▸ **What to produce**
Return each line of the records below word for word, omitting the pictures.
START Information provided
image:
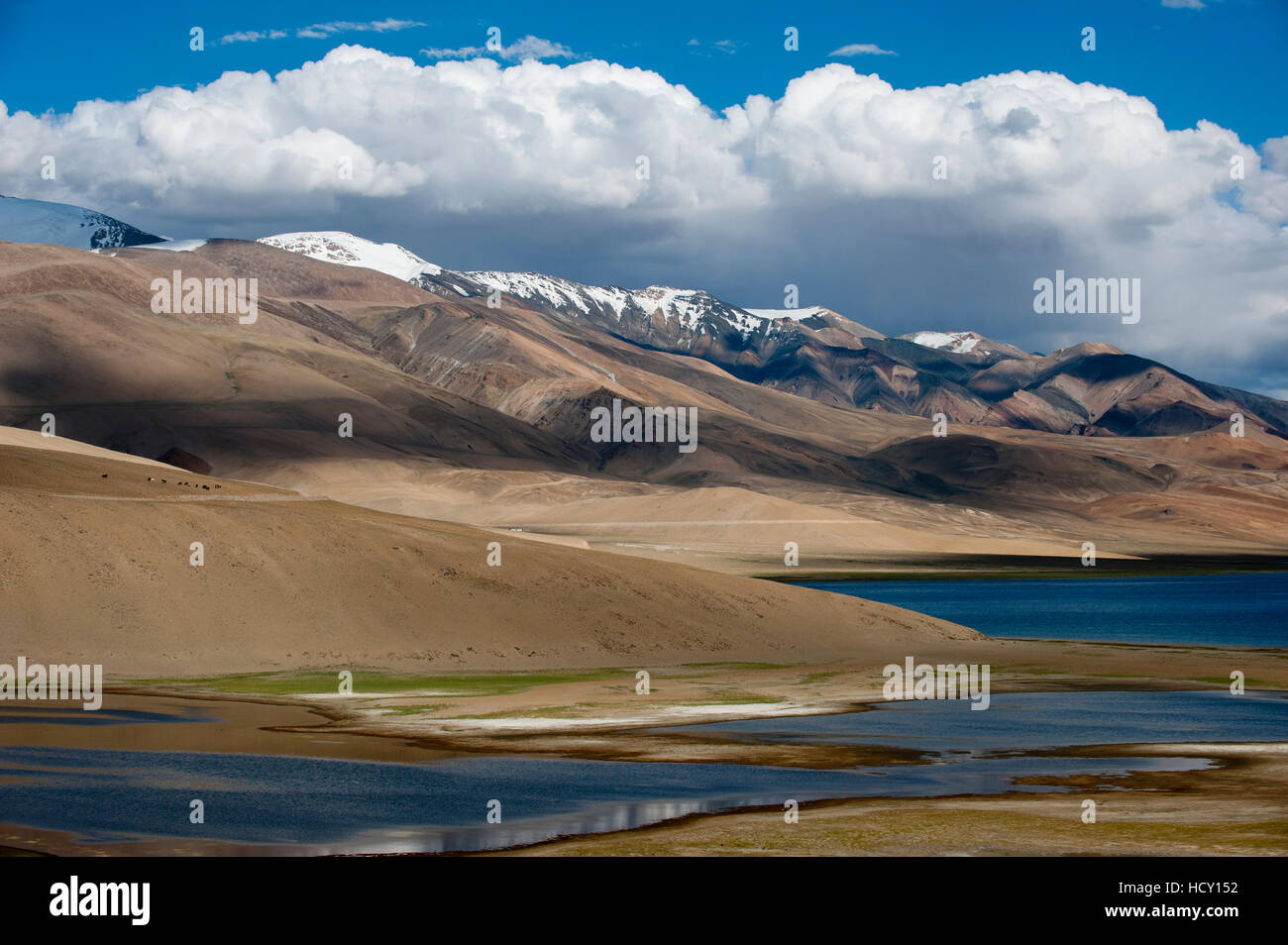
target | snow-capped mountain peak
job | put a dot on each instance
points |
(954, 342)
(794, 314)
(347, 249)
(64, 224)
END Information provided
▸ **Correct answer**
image:
target | snow-capped mountain peak
job | put a dot on each instance
points |
(954, 342)
(794, 314)
(347, 249)
(64, 224)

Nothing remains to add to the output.